> **WORK TO DO**
Shift every point in the material by adding 110 to both of its coordinates. Reproduce all the other lines of the material unchanged.
-- -- --
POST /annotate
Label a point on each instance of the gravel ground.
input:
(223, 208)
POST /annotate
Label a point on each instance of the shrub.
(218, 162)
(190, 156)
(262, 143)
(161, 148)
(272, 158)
-- -- --
> **RESULT OF THIS TASK**
POST /annotate
Label a point on each instance of the gravel ground.
input:
(333, 318)
POST /annotate
Label a point on each instance of the shrub.
(328, 272)
(300, 266)
(372, 253)
(271, 258)
(382, 268)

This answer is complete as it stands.